The entries are to be given again in full. Every word must match.

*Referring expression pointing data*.
|---|

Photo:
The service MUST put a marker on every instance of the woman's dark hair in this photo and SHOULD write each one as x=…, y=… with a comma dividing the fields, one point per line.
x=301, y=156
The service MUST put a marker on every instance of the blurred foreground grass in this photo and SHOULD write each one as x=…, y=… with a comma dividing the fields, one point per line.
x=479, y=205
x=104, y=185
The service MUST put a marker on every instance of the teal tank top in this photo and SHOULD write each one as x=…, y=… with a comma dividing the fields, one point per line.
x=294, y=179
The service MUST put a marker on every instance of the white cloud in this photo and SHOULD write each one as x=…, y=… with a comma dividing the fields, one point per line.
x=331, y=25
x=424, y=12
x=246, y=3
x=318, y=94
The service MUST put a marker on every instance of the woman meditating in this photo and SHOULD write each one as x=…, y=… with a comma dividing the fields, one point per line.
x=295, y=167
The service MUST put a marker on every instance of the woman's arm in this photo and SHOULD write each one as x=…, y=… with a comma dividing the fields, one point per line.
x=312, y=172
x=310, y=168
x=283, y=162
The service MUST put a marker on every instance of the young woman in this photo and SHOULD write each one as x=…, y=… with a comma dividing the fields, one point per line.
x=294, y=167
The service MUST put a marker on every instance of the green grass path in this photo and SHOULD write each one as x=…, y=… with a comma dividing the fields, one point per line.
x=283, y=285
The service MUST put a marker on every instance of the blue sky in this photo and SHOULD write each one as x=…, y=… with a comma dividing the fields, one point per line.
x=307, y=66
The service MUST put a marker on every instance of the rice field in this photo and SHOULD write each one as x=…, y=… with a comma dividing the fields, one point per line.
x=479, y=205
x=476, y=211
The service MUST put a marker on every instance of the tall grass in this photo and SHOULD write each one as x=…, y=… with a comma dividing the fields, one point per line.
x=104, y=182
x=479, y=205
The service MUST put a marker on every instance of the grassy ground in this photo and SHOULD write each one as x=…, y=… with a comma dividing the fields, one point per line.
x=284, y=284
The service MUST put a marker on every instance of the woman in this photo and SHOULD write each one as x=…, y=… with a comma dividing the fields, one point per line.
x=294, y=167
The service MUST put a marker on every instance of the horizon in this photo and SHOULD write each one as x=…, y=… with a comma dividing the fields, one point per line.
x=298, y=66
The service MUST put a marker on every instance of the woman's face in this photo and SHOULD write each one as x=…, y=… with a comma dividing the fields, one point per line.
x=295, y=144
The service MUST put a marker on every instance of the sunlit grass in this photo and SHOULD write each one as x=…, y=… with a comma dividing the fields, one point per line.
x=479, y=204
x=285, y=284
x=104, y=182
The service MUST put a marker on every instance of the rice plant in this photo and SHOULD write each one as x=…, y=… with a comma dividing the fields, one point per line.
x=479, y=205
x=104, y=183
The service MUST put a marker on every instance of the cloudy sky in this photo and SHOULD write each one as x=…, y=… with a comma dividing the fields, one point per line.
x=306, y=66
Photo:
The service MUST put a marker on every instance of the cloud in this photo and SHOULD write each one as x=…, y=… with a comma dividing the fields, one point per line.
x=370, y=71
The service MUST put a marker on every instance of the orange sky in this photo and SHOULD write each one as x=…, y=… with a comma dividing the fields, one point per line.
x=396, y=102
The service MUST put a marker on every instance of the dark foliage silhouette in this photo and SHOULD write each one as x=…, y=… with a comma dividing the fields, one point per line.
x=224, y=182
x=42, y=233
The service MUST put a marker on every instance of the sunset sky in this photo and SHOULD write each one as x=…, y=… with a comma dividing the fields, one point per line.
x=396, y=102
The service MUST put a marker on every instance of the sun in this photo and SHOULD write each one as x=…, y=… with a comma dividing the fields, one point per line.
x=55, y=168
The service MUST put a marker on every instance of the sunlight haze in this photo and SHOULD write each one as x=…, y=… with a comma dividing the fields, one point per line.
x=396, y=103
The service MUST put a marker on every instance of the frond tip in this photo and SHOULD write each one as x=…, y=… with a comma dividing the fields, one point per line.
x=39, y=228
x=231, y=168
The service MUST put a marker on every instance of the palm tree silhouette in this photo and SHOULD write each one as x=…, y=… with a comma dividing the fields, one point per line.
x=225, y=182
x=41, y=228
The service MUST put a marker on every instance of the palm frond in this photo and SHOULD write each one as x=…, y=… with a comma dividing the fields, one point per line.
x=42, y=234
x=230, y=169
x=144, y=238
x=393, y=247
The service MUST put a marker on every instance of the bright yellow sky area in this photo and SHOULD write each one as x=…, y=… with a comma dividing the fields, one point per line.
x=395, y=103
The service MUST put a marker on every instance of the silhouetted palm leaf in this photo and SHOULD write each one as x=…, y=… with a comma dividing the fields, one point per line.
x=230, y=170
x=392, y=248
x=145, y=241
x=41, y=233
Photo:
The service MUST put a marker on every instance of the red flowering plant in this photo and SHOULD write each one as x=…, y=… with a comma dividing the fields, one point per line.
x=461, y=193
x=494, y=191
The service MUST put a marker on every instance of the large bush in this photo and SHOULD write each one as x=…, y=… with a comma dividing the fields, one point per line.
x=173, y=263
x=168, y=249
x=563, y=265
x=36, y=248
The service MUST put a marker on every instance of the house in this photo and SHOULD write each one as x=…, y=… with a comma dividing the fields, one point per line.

|---|

*Response for this exercise*.
Photo:
The service MUST put a marker on every instance of the woman's dark hair in this photo and SHOULD write each one as x=…, y=… with a comma dividing the fields, one point per line.
x=301, y=156
The service MUST put a marker on every instance of the blurred foreground grass in this photo and SHOULD write each one as x=…, y=… with a comma dividing the fields, one point per line.
x=479, y=205
x=104, y=185
The service MUST put a marker on every instance of the teal tank top in this photo and SHOULD write each one as x=…, y=… with a comma dividing the fields, one point per line.
x=294, y=179
The service MUST put a marker on every instance of the white cloud in this photo and SHOULD write each one as x=…, y=… with a comma dividing the fields, one point per line.
x=331, y=25
x=424, y=12
x=246, y=3
x=318, y=94
The service MUST put a marker on every instance of the woman meditating in this photo and SHOULD write each one as x=…, y=… with a comma dividing the fields, one point per line.
x=295, y=167
The service MUST put a marker on every instance of the woman's arm in this photo and SHOULD write each one as x=…, y=… with a comma dividing the fields, one point per line.
x=312, y=172
x=310, y=168
x=283, y=162
The service MUST put a marker on every instance of the young woman in this photo and SHOULD write each one as x=…, y=… with a comma dividing the fields, one point per line.
x=294, y=167
The service MUST put a marker on every instance of the green grass path in this photo and SHOULD write each one as x=…, y=… with a comma dividing the fields, one point per line.
x=283, y=285
The service MUST put a marker on every instance of the blue sky in this photo and SHOULD write each one as x=…, y=… with a comma dividing the fields, one point per line.
x=307, y=66
The service MUST put a marker on every instance of the rice field in this photo and SHOULD write each one as x=…, y=… with a comma dividing the fields, one point per line.
x=479, y=205
x=476, y=211
The service MUST put a marker on every instance of the tall grass in this photo and SHOULD write each one as x=…, y=… with a comma dividing the fields, one point per line.
x=104, y=182
x=479, y=205
The service MUST put a marker on every instance of the grassy ground in this photo and SHOULD write each one as x=…, y=… with a comma dividing the fields, one point per line.
x=284, y=284
The service MUST put a marker on every instance of the woman in this photo and SHOULD write each one as x=…, y=… with a comma dividing the fields, one point per line.
x=294, y=167
The service MUST put a marker on every instance of the horizon in this photo and SHOULD write each one as x=…, y=… with a comma dividing the fields, one point per line.
x=298, y=66
The service MUST put a marker on every instance of the woman's face in this photo and SHOULD write each one as x=…, y=… with a comma dividing the fields, one point per line.
x=295, y=144
The service MUST put a marker on every instance of the sunlit grass in this photo and SHOULD write each one as x=…, y=… with a comma dividing the fields, one point per line.
x=479, y=204
x=285, y=284
x=104, y=182
The service MUST put a marker on every instance of the rice plant in this photo and SHOULD write each one as x=…, y=… with a comma dividing the fields, one point per line.
x=479, y=205
x=104, y=183
The service MUST put a marker on every instance of the cloudy sky in this photo and SHOULD write each one as x=…, y=… with a comma dividing the fields, one point per line.
x=306, y=66
Photo:
The service MUST put a marker on every instance of the cloud in this photo and SHOULD write each one as x=…, y=… with a comma dividing the fields, one point per line.
x=370, y=71
The service MUST put a marker on every instance of the orange sky in this photo and SHOULD write each one as x=…, y=… with a comma dividing the fields, one point per line.
x=396, y=102
The service MUST put a marker on every instance of the dark foliage silhouette in this photo and SHOULD write each one as x=…, y=… with a comma dividing the fields, one point per line.
x=224, y=182
x=42, y=233
The service MUST put a marker on every instance of the sunset sky in this photo and SHOULD write each one as x=…, y=… with a comma dividing the fields, one point per line.
x=396, y=102
The service MUST put a marker on every instance of the sun in this photo and SHOULD write each one as x=…, y=… with a comma dividing the fields, one point per line.
x=55, y=168
The service MUST put a marker on every instance of the sunlight haze in this photo and SHOULD write each one as x=…, y=… with a comma dividing the fields, one point per line.
x=396, y=103
The service MUST put a marker on every instance of the frond tip in this photo and SHOULD write each one as x=…, y=… with a comma dividing the fields, one point per line.
x=39, y=228
x=231, y=168
The service MUST put a marker on every instance of the palm tree silhouette in this photo and SHOULD write each one as x=…, y=… with a comma dividing the fields, one point per line.
x=225, y=182
x=41, y=228
The service MUST put a marker on every instance of the palm frond in this photo and SHOULD write each one as x=…, y=… with a comma dividing the fields, one point per line.
x=42, y=234
x=230, y=169
x=144, y=238
x=393, y=247
The service MUST put a marker on every instance of the bright yellow sky area in this photo and SHOULD write each one as x=…, y=… with a comma dividing the fields, one point per line.
x=395, y=103
The service MUST put a marker on every instance of the silhouetted palm leaf in this photo and SHOULD write each one as x=…, y=… with a comma dividing the fields, one point per line.
x=230, y=170
x=392, y=248
x=145, y=241
x=41, y=233
Photo:
The service MUST put a marker on every instance of the red flowering plant in this photo and SHOULD write each one as x=…, y=… with a comma dividing the fields, one point per line.
x=461, y=193
x=494, y=191
The service MUST put a marker on every instance of the large bush in this photo and SHOULD write each one as x=…, y=… with a comma dividing the fields, one point per line.
x=173, y=263
x=168, y=249
x=563, y=265
x=36, y=248
The service MUST put a marker on every instance of the house in this photo and SHOULD write each one as x=…, y=… with a comma dividing the fields, one point per line.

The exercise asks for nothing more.